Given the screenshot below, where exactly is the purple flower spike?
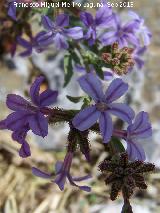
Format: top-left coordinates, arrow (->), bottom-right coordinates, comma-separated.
80,5 -> 113,45
114,111 -> 152,161
32,152 -> 91,192
37,14 -> 83,49
72,73 -> 135,143
0,76 -> 58,157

**********

● **To do**
Print the whole listing exactly, please, and keep any images out of it.

● **Written response**
Given the screenshot below, where exactly is the purple flower spike?
Format: top-left coordinates, arrow (->), bottom-right coordinates, comma-separated.
80,5 -> 113,45
114,111 -> 152,161
32,152 -> 91,192
37,14 -> 83,49
72,73 -> 135,143
0,76 -> 58,157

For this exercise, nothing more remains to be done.